[Start Excerpted data]

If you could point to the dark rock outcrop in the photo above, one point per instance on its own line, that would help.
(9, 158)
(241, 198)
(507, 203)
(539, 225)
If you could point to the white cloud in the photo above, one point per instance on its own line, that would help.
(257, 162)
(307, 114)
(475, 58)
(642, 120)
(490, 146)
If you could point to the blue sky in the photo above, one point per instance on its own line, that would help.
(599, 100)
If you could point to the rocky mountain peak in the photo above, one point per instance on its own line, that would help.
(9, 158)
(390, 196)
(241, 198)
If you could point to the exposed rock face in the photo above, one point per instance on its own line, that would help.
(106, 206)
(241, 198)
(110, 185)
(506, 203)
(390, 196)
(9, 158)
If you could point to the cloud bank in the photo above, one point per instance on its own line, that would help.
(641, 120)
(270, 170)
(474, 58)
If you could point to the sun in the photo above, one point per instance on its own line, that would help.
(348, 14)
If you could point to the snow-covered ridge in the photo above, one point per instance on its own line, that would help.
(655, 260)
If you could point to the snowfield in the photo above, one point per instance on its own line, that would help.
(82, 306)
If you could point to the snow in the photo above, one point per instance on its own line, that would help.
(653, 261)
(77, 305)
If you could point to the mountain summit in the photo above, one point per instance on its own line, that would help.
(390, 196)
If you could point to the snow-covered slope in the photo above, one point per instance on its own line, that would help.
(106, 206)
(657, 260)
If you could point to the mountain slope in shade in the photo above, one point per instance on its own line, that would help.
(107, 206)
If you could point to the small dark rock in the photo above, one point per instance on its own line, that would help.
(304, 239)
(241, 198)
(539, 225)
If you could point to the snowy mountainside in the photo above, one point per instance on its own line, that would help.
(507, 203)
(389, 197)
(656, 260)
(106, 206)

[End Excerpted data]
[Start Excerpted data]

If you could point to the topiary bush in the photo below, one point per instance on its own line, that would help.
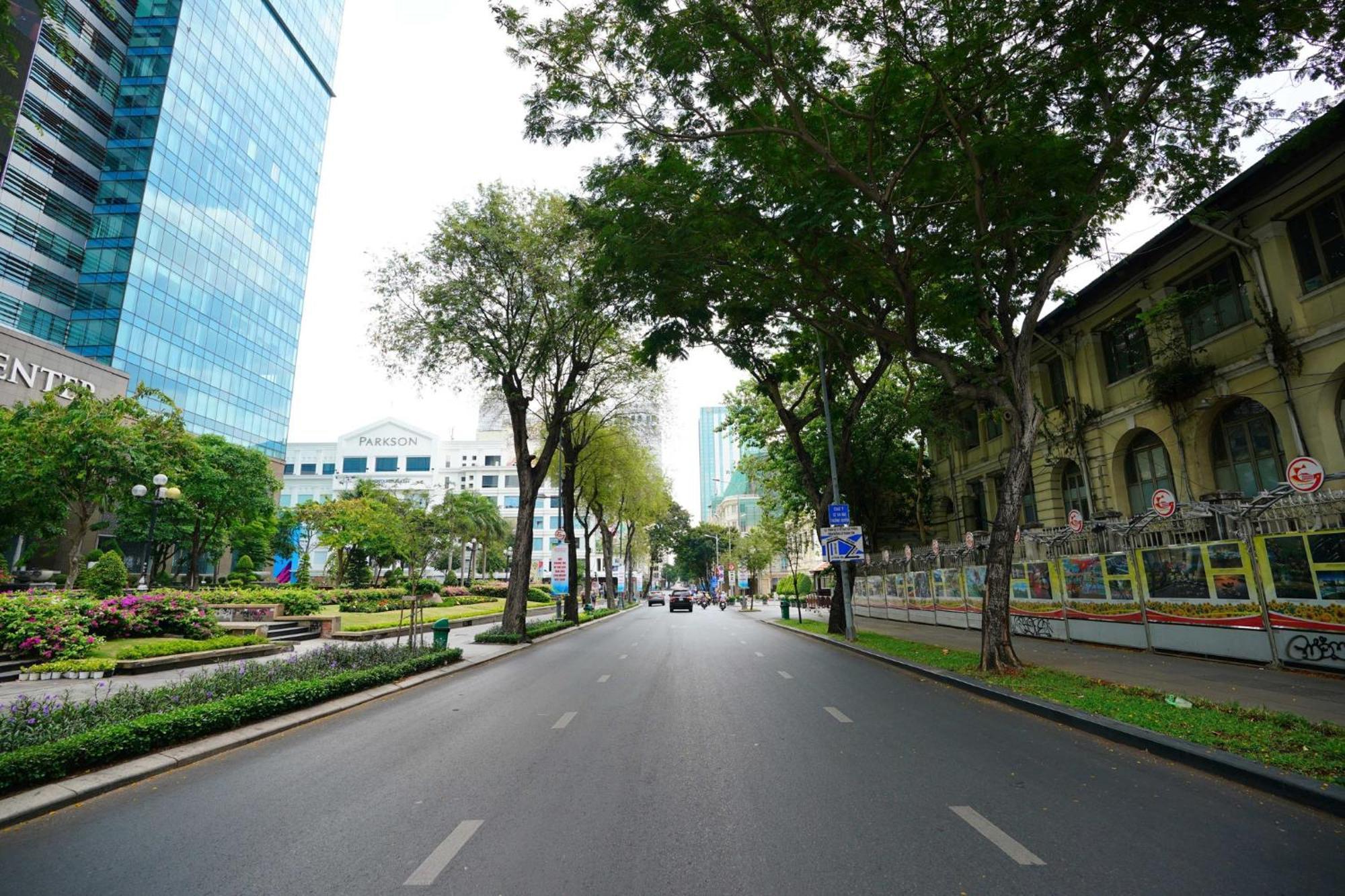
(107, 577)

[End Excerpted data]
[Start Excerpted data]

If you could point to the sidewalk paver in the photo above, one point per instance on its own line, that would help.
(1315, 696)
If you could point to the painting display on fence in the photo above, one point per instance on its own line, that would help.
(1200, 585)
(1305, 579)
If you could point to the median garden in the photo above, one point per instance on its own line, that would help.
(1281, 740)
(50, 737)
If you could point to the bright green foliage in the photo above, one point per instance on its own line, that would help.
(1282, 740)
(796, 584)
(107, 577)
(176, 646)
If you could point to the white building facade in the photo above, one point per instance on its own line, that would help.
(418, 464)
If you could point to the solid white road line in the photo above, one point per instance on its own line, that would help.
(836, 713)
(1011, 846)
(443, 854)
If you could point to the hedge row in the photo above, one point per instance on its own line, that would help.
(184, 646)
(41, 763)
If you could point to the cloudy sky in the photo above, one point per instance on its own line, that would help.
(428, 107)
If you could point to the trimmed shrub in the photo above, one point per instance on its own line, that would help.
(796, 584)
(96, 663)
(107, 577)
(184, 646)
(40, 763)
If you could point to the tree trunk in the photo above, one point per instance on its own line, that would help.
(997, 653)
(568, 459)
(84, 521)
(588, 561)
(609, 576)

[End Excerpted data]

What is expected
Pull out each line of the material above that contains the word "covered", copying those lines unchanged.

The completed task
If you could point to the snow-covered ridge in the photo above, one point per instance on its own line, that would help.
If you could point to the snow-covered slope in the photo above, one point per instance on its own line, that would help.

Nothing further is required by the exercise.